Signé par Joëlle DOAT, Président et par Rima AL TAJAR, Greffier auquel la minute de la décision a été remise par le magistrat signataire.

********************

FAITS PROCEDURE ET PRETENTIONS DES PARTIES

La SARL [S] FORMATION fait partie du groupe « [S] », créé en 2002, groupe spécialisé dans le portage salarial, basé à [Localité 10].

Elle relève de la Convention Collective des Organismes de Formation.

Mme [X] [Y] a été embauchée, suivant contrat de professionnalisation du 25 février 2013, en qualité de commerciale en vue d’obtenir la qualification d’assistante commerciale, puis par contrat de professionnalisation du 12 septembre 2013, en qualité de commerciale niveau A1, coefficient 100, en vue d’obtenir un BTS Négociation Relation Client.

L’échéance du contrat était le 30 juillet 2015.

Mme [Y] a quitté ses fonctions le 7 mai 2015.

Par lettre recommandée du 19 mai 2015, la SARL [S] FORMATION a convoqué Mme [Y] à un entretien préalable à une sanction disciplinaire, prévu le 26 mai 2015, à [Localité 10].

Mme [Y] ne s’est pas présentée à cet entretien.

Par lettre du 4 juin 2015, la société [S] FORMATION a notifié à Mme [Y] la rupture anticipée du CDD pour faute lourde, lui reprochant son absence à son poste de travail, des actes de concurrence déloyale, de détournement et d’appropriation de fichiers appartenant à l’entreprise.

Mme [Y] a saisi le conseil de prud’hommes de LYON par requête du 8 juillet 2015.

Le 22 juillet 2015, la SARL [S] a déposé plainte contre Mme [Y], pour abus de confiance.

Le 18 juillet 2016, la SARL [S] a déposé plainte avec constitution de partie civile entre les mains du doyen des juges d’instruction, contre Mme [Y], pour abus de confiance et recel de bien obtenu à l’aide d’un abus de confiance.

Le 17 avril 2019, le juge d’instruction a rendu une ordonnance de non-lieu.

Par jugement du 28 février 2020, le conseil de prud’hommes de LYON a dit que la rupture du contrat de travail de Mme [Y] résulte d’un accord tacite entre les parties avec une prise d’effet au 5 juin 2015, débouté les parties de l’ensemble de leurs demandes et partagé les dépens par moitié entre les parties.

Le 18 mars 2020, Mme [Y] a fait appel de cette décision.

Aux termes de ses dernières écritures, notifiées le 24 septembre 2020, Mme [Y] demande à la cour :

d’infirmer le jugement en ce qu’il a dit que la rupture du contrat de travail résulte d’un accord tacite et partagé les dépens ;

juger que la rupture qui lui a été notifiée est abusive et condamner la SARL [S] FORMATION à lui verser les sommes suivantes :

551,43 € à titre d’indemnité compensatrice de préavis outre 55,14 € pour congés payés afférents

2241,40 € à titre de dommages-intérêts pour rupture abusive du contrat à durée déterminée

6 000 € à titre de dommages-intérêts pour rupture vexatoire

292,16 € à titre d’indemnité compensatrice de congés payés

confirmer le jugement en ce qu’il a débouté la SARL [S] FORMATION de toutes ses demandes

infirmer le jugement en ce qu’il l’a déboutée de sa demande fondée sur l’article 700 du code de procédure civile et condamner la société [S] FORMATION à lui payer la somme de 2 000 € au titre des frais exposés en première instance

Y ajoutant

condamner la société [S] FORMATION à lui payer la somme de 2500 € sur le fondement de l’article 700 du code de procédure civile au titre des frais exposée en appel

débouter la société [S] FORMATION de sa demande fondée sur l’article 700 du code de procédure civile

condamner la société [S] FORMATION aux dépens.

Consignes:
1. D'après l'extrait de décision de justice, quelle était la date d'échéance du contrat ?
2. Veuillez recopier fidèlement un passage de l'extrait de décision de justice, en commençant aux mots « Par lettre du » et en vous arrêtant après « pour abus de confiance. ».
3. Rédigez la suite de l'extrait de décision de justice, à partir de sa dernière phrase.
Les enregistrements n'ont aucun lien avec l'extrait de décision de justice.

Données enregistrées:

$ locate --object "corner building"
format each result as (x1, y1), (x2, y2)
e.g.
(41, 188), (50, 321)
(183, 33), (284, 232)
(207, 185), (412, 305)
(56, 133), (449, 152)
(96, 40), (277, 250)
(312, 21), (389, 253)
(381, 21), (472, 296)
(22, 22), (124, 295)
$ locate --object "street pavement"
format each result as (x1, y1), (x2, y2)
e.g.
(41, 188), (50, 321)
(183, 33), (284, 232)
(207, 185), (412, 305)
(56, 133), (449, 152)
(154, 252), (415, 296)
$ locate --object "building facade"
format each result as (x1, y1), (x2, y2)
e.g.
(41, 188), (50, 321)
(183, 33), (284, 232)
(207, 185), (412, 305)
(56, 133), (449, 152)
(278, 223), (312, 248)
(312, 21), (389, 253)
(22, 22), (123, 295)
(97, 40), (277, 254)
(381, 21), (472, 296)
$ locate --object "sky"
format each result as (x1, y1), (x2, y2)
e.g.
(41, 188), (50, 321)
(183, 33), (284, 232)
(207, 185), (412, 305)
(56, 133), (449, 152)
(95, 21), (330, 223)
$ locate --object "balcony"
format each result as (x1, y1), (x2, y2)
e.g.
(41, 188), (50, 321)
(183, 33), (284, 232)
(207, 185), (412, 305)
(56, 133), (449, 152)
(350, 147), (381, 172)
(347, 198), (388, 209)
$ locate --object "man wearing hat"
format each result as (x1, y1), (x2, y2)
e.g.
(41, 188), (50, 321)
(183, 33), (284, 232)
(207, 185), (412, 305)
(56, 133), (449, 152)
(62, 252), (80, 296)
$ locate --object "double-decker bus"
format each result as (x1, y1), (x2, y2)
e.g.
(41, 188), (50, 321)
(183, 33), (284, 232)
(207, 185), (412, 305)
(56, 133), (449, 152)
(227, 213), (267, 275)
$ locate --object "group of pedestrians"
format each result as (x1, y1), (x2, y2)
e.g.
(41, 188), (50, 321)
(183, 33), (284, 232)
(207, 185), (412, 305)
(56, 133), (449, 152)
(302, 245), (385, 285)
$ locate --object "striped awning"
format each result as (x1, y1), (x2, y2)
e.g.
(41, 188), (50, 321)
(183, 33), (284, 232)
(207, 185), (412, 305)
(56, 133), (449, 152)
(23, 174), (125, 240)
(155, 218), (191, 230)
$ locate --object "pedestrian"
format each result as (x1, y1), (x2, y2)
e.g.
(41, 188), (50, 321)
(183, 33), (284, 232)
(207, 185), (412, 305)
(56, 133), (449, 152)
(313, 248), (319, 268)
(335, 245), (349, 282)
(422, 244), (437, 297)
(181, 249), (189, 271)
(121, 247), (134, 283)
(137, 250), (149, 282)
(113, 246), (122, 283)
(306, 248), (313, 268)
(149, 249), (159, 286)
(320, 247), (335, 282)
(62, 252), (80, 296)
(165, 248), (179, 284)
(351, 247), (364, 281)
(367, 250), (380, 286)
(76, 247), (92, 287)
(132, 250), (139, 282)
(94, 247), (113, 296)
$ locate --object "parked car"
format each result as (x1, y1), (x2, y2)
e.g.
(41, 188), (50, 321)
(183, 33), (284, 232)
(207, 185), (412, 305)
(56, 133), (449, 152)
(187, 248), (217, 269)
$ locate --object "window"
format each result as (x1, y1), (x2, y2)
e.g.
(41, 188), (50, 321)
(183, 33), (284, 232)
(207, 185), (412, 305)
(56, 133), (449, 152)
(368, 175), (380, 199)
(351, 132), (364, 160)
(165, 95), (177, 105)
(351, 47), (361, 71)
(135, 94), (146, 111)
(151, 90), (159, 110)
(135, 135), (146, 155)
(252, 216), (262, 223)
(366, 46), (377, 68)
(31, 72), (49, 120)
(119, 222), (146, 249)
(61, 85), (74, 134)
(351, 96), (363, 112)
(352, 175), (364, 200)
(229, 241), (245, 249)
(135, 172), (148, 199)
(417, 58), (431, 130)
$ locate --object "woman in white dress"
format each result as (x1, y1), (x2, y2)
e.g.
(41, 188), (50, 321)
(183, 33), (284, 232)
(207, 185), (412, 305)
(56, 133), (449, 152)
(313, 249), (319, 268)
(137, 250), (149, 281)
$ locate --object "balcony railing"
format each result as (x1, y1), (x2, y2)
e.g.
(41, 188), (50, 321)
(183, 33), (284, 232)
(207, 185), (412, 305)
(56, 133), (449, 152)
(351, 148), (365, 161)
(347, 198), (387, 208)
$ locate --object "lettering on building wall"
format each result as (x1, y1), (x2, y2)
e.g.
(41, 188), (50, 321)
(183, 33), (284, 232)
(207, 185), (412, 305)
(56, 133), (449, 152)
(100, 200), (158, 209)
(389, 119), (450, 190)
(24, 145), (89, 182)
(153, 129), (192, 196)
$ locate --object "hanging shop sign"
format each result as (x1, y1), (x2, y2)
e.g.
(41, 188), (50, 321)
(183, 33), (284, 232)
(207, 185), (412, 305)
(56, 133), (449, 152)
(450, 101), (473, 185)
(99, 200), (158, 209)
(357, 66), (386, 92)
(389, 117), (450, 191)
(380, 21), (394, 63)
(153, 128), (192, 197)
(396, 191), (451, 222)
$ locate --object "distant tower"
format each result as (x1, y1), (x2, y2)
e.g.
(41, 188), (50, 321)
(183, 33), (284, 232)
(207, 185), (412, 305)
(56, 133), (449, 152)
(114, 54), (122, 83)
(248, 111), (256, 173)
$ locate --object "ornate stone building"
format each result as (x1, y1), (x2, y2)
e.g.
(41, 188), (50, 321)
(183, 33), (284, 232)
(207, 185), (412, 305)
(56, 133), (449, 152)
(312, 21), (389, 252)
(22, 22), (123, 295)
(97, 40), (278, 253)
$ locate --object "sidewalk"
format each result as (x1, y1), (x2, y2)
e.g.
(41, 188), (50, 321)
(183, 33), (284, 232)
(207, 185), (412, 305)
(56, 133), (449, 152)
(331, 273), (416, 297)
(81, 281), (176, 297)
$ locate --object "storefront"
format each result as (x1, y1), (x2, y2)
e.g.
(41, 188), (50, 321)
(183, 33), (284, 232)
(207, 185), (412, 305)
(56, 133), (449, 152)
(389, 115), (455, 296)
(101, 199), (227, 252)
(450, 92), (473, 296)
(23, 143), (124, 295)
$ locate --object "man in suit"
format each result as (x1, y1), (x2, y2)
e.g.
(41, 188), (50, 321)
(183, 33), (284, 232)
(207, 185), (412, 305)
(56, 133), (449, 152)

---

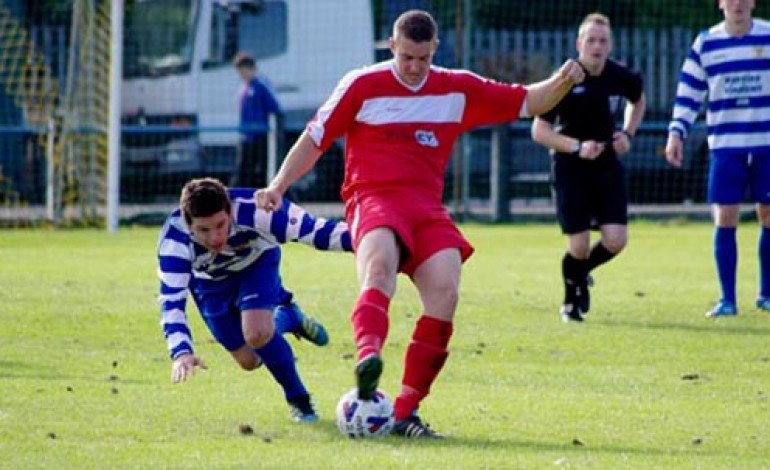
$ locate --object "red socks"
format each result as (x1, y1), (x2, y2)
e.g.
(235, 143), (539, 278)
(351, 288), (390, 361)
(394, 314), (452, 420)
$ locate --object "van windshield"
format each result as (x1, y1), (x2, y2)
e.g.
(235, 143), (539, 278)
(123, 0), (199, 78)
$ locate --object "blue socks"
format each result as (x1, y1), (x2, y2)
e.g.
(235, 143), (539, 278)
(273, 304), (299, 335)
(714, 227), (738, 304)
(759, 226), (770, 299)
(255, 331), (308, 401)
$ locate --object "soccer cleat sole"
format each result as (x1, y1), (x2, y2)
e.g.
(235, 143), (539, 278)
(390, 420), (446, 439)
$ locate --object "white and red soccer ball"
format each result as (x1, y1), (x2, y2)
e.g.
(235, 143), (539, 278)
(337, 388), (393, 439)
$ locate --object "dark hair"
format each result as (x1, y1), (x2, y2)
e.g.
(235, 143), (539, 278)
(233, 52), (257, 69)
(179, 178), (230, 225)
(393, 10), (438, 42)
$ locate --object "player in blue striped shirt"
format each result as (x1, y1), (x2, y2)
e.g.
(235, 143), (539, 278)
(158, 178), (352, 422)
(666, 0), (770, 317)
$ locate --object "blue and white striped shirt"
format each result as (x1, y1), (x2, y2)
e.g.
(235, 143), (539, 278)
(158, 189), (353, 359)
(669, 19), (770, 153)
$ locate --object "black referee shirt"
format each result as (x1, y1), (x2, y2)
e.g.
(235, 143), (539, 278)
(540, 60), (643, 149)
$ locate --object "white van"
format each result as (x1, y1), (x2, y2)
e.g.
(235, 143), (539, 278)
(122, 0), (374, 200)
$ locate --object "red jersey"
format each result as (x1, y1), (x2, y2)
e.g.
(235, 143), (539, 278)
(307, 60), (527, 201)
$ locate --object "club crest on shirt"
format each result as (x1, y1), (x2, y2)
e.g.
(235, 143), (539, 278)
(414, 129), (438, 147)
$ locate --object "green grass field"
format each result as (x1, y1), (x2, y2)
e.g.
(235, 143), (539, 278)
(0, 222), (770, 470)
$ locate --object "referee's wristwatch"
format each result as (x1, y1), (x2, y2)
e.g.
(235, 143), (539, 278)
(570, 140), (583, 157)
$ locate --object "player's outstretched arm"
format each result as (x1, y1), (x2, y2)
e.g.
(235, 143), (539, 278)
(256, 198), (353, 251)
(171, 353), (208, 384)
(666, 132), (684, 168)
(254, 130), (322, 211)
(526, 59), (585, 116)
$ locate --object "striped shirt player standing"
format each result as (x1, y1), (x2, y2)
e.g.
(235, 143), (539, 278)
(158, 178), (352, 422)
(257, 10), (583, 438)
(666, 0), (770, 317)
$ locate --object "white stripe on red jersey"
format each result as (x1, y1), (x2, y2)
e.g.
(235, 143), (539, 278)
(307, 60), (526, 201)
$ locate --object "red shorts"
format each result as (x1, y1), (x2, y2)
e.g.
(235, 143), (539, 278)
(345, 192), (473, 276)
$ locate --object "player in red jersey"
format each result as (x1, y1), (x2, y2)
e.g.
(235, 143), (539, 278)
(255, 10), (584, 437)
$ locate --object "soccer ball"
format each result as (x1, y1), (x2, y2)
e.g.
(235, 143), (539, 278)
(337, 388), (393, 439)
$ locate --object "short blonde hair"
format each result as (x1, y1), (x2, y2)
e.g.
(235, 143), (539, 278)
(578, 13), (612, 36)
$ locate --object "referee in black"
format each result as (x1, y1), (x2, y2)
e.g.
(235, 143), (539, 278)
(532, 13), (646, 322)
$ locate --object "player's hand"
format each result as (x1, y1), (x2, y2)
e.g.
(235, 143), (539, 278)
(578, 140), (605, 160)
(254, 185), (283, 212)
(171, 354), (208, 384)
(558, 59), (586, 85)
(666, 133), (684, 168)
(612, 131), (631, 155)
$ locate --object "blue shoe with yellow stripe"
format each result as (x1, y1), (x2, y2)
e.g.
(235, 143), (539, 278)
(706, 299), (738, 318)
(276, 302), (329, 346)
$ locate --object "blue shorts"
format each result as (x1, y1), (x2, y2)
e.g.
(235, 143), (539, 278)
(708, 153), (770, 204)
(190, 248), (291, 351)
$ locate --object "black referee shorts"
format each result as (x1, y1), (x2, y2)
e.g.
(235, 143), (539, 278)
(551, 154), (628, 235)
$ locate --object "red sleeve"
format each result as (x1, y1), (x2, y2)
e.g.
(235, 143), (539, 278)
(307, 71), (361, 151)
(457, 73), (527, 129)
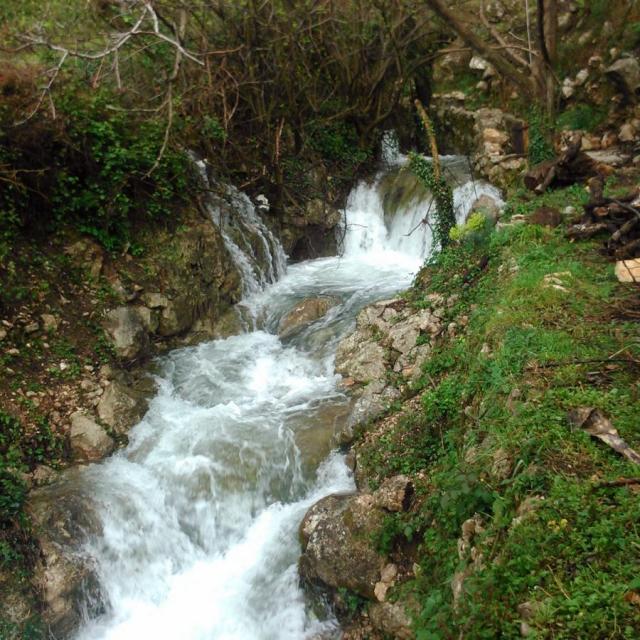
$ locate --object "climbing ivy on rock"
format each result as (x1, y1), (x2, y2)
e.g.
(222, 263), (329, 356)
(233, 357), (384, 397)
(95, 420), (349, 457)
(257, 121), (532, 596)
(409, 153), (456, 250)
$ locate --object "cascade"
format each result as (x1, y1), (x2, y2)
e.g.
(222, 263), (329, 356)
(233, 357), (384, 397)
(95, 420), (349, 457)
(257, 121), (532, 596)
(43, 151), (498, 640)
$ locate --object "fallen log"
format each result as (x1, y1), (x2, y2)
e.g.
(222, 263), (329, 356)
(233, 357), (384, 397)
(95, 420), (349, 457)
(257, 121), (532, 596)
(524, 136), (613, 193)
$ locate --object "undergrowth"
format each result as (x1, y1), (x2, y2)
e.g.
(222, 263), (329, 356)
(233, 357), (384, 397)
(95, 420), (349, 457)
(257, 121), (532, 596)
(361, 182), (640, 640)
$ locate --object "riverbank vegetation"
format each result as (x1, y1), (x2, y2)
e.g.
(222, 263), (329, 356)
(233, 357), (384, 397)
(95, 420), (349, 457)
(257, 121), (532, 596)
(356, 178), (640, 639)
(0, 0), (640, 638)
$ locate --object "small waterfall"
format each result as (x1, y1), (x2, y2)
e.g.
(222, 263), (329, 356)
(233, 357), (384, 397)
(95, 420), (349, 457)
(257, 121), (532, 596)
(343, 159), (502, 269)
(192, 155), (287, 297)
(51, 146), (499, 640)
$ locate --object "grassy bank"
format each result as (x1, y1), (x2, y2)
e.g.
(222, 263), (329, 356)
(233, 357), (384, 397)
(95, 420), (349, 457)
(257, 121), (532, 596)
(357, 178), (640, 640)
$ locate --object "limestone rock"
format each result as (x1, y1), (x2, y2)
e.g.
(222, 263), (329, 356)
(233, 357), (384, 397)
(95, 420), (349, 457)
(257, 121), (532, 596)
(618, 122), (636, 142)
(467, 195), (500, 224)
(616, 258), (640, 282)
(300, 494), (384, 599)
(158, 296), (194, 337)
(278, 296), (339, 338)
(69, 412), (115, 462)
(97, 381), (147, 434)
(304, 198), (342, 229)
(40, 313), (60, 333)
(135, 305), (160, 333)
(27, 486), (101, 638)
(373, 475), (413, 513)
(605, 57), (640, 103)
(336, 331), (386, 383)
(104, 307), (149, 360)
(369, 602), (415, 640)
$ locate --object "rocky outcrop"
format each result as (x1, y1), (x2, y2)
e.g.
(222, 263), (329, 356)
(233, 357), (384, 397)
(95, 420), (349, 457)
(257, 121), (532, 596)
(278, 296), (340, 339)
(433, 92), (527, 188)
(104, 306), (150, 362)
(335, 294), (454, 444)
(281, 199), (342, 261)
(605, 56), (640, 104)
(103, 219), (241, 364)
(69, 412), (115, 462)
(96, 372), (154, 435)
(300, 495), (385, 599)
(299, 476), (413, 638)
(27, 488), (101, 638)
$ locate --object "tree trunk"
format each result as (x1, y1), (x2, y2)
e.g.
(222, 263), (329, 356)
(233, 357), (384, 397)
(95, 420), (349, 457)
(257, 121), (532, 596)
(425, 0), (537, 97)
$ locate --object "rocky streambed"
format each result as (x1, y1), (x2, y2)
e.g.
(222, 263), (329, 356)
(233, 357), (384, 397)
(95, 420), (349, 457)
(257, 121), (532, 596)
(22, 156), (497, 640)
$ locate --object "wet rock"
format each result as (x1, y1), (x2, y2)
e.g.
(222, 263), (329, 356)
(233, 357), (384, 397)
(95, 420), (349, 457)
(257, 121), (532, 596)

Corrigé des exercices:
1. Le 30 juillet 2015.

2.
Par lettre du 4 juin 2015, la société [S] FORMATION a notifié à Mme [Y] la rupture anticipée du CDD pour faute lourde, lui reprochant son absence à son poste de travail, des actes de concurrence déloyale, de détournement et d’appropriation de fichiers appartenant à l’entreprise.

Mme [Y] a saisi le conseil de prud’hommes de LYON par requête du 8 juillet 2015.

Le 22 juillet 2015, la SARL [S] a déposé plainte contre Mme [Y], pour abus de confiance.

3.
Par conclusions notifiées le 10 décembre 2020, la SARL [S] demande à la cour de :

confirmer la décision entreprise, en ce qu’elle a débouté Madame [Y] de l’ensemble de ses demandes ;

infirmer la décision entreprise, en ce qu’elle l’a déboutée de l’ensemble de ses demandes ;

rejeter l’ensemble des demandes de Madame [Y].

faire droit à sa demande reconventionnelle pour concurrence déloyale et intention de nuire ;

chiffrer cette condamnation à la somme de 10.000 euros ;

condamner Madame [Y] à lui payer la somme de 3.000 euros sur le fondement de l’article 700 du Code de Procédure Civile

condamner Mme [Y] aux dépens

L’ordonnance de clôture a été rendue le 8 décembre 2022.

SUR CE

Sur la rupture du contrat de travail :

Mme [Y] rappelle que

l’employeur qui invoque une faute lourde doit apporter la preuve de l’existence des faits reprochés, de leur incidence grave sur le bon fonctionnement de l’entreprise et de l’intention de nuire du salarié

en l’absence de clause de non-concurrence, le salarié qui retrouve sa liberté à l’issue du contrat de travail, ne doit pas exercer une activité similaire dans des conditions déloyales

lorsqu’une relaxe est prononcée, la mesure de licenciement si elle s’appuie sur les mêmes faits, est dépourvue de cause réelle et sérieuse.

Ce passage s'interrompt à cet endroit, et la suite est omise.